TRAVAIL À FAIRE
D'après le texte retenu, quelles sont les deux raisons invoquées pour expliquer le peu de textes sur la « cuisine » de l'entretien de recherche ?

TEXTE RETENU
※ ※ ※

L’analyse des pratiques en ligne permet également de sortir du prisme individuel de l’engagement citoyen pour venir interroger la dimension collective des pratiques politiques en ligne, les dynamiques du « faire public » peuvent ainsi être questionnées : l’entrée dans la controverse se fait-elle systématiquement par les intérêts particuliers ? Ne voit-on pas apparaître d’autres ressorts de l’engagement ?
AXE 3 : Positionnement épistémologique du chercheur
Jean-Baptiste Legavre dans son article intitulé : La «neutralité» dans l'entretien de recherche, retour personnel sur une évidence » (Legrave, 1996) s’étonne que peu de texte existe sur la «cuisine» de l'entretien de recherche, ses effets, son «traitement» (comment établir le premier contact, définir la situation, faire oublier le magnétophone quand on se trouve devant un acteur réticent, jouer avec le temps de l'entretien dont on ne connaît pas toujours a priori sa longueur, contenir la violence de certains interviewés, etc… ?). Deux raisons sont invoquées par l’auteur pour expliquer ce manque dans la littérature académique : la «gêne» des chercheurs à montrer la réalité des interactions (pas forcément favorable au questionneur) et « la croyance en la neutralité de l'enquêteur et la possibilité de se situer dans un contexte sans interférences. ». Or, il existe bel et bien un « effet enquêteur » c'est-à-dire une influence de l’enquêteur sur les réponses ou plus largement le discours recueilli. Nous souhaitons ici réfléchir sur cet « effet enquêteur » notamment dans le cas de recherches sur le numérique. Quels sont les avantages et limites des outils de communication numérique pour la menée d’entretiens ? Comment appréhender les spécificités de l’entretien à distance ?

※ ※ ※

LIGNES
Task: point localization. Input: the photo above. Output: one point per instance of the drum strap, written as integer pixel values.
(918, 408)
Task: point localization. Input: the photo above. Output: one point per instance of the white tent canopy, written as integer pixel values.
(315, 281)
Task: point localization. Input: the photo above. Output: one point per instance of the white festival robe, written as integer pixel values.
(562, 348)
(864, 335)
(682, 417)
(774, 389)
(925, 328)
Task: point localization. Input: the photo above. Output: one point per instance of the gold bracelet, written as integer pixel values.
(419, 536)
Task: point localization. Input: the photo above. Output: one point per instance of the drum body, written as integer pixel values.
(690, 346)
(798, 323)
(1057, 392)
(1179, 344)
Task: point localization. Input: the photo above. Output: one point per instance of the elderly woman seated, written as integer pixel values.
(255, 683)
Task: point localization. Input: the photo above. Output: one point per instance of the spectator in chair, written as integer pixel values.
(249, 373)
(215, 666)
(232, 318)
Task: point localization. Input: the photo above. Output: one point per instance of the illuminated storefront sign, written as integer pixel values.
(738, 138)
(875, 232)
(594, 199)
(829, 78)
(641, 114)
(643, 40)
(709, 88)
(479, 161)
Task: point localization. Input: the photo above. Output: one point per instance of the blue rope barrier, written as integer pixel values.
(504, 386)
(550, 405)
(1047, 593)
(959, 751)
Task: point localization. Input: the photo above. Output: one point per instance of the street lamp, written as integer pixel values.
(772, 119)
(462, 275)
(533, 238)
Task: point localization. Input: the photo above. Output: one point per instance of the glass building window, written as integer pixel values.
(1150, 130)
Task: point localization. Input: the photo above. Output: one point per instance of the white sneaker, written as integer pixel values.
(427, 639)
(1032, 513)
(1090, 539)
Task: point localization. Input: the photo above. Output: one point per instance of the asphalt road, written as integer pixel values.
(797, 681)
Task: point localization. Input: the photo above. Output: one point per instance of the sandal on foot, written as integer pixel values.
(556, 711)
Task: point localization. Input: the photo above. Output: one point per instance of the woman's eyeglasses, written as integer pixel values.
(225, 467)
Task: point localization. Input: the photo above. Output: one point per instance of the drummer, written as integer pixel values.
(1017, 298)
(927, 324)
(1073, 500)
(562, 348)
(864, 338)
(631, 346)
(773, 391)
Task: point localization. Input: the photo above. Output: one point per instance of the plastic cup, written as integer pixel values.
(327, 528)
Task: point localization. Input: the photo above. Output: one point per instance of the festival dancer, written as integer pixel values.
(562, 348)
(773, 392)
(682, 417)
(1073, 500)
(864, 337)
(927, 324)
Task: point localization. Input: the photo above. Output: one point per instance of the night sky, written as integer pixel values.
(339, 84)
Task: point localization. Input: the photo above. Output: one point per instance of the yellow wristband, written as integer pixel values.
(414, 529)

※ ※ ※

RÉPONSE
La « gêne » des chercheurs à montrer la réalité des interactions et la croyance en la neutralité de l'enquêteur et en la possibilité de se situer dans un contexte sans interférences.